» **Excerpted text**:
----------------

Osteoblast proliferation on neat and apatite-like calcium phosphate-coated titanium foam scaffolds

The biocompatibility and the load-bearing ability of lightweight titanium made it possible to be used as a biomaterial, especially in hip revision and fixation surgery. It was initially shown that sand-blasted or surface-roughened titanium implants had an improved bone-bonding ability over the bioinert metallic surfaces. Plasma-spraying of a phase mixture of loosely-attached calcium phosphates on titanium implants further improved their in vivo bone-bonding ability. However, stoichiometric calcium hydroxyapatite ceramic of high crystallinity is known to have poor in vivo resorbability, and is shy of taking part in bone remodeling and of being resorbed by the osteoclasts. Supersaturated calcium phosphate (CaP) solutions, such as synthetic body fluids (SBF), on the other hand, are able to form “carbonated, hydrophilic and apatite-like” CaP nanoaggregates on titanium surfaces. A Tris-buffered SBF solution with an HCO3− concentration of 27 mM was used in this study. Neat, NaOH-etched, and SBF-coated (biomimetic coating) titanium foams were compared with in vitro cell culture experiments by using rat osteoblasts. SBF-coated foams were found to yield the highest protein concentration at the end of the in vitro culture tests. Such biomimetic coatings were easily formed on flat strips, springs, or 3D foams of titanium, without any geometric constraints. The coated titanium springs and foams were characterized by using XRD, SEM, and FTIR.

----------------

» **Work order**:
In the text on titanium foam scaffolds, what HCO3− concentration did the Tris-buffered SBF solution have? The entries come from a separate source.

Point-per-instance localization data
----------------

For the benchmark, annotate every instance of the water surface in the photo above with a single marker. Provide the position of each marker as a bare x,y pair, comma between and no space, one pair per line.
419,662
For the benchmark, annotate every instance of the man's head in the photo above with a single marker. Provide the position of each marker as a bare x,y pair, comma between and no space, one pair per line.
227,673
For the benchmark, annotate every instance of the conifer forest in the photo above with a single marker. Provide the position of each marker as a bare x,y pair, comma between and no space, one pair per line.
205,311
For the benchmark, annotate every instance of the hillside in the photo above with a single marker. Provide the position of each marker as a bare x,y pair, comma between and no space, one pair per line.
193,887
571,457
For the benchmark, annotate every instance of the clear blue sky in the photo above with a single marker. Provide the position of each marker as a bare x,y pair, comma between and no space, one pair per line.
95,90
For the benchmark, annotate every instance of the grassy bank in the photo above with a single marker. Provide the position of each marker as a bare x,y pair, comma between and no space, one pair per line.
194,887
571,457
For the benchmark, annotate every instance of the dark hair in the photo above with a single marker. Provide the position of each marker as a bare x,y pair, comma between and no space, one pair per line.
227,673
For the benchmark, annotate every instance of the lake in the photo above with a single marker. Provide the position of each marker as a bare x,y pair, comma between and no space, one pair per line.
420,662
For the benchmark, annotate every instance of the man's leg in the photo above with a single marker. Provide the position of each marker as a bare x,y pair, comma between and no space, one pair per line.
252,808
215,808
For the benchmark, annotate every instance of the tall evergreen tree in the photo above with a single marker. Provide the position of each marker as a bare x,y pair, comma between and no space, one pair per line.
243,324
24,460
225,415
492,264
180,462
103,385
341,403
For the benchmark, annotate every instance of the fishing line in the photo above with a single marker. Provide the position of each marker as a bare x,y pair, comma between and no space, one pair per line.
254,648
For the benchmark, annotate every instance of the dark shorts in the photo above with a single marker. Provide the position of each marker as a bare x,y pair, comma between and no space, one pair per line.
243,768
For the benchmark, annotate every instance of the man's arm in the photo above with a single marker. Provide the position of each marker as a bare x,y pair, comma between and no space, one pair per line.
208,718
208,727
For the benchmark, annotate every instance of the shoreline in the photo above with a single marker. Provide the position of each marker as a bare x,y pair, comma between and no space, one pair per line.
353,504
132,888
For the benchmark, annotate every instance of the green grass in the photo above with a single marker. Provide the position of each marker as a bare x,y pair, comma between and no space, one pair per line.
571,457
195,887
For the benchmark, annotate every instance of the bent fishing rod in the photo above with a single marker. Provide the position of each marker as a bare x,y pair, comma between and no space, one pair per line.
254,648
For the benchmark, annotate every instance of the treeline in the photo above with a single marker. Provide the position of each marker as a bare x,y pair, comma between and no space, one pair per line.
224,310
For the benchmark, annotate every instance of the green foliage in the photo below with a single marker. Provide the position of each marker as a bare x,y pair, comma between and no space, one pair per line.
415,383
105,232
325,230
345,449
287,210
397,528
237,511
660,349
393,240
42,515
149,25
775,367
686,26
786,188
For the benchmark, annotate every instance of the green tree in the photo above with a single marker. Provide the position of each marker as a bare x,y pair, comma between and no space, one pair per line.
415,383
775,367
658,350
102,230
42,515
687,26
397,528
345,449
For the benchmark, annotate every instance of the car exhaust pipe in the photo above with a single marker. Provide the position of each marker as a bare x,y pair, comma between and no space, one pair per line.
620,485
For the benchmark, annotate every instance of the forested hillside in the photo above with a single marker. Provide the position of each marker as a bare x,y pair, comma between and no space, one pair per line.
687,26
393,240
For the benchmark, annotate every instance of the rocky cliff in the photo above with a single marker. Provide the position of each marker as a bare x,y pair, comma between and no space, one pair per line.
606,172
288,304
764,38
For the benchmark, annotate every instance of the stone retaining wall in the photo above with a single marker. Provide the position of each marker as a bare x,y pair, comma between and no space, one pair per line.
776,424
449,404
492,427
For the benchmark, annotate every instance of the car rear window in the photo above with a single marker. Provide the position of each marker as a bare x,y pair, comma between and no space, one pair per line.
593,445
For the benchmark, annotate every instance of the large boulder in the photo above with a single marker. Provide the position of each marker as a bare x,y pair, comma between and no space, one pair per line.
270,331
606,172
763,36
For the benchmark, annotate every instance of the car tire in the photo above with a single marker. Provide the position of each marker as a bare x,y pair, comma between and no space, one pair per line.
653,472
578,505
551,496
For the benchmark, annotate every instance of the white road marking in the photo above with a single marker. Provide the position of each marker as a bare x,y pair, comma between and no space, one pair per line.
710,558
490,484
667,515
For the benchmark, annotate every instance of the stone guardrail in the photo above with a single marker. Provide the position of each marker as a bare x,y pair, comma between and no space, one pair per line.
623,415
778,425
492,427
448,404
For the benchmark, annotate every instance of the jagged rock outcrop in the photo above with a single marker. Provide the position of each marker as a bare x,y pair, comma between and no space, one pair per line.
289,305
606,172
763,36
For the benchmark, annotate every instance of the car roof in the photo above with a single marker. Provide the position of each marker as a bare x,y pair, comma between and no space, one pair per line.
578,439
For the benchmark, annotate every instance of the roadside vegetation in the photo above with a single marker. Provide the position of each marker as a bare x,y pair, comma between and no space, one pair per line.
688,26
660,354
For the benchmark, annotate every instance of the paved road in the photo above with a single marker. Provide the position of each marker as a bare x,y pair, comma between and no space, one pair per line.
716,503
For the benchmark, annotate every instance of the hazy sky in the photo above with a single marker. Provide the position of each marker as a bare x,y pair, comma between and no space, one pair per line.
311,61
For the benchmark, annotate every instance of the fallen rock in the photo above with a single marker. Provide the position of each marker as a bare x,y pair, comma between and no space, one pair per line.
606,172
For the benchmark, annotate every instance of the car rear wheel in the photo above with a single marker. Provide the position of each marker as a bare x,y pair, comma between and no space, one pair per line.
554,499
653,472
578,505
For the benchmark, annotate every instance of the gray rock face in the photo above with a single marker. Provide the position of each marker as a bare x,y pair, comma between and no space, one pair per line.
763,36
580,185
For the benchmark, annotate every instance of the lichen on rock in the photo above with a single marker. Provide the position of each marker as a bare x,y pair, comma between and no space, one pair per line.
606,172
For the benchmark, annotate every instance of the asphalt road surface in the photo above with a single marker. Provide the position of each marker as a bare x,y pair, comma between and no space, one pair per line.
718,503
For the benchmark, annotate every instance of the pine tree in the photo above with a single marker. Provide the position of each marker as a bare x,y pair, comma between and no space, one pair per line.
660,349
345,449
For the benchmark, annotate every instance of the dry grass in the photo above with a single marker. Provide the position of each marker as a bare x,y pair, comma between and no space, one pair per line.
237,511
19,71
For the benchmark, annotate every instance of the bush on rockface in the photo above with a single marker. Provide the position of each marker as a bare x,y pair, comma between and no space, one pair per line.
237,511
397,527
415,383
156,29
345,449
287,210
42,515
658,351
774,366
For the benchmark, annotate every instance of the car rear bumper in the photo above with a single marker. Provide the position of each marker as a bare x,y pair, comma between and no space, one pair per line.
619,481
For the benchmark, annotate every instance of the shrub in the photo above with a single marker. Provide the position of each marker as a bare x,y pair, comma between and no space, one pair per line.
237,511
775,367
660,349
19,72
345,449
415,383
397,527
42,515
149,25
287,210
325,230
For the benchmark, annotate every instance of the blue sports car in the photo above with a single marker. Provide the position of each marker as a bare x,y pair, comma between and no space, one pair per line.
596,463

----------------

» **Result for this task**:
27 mM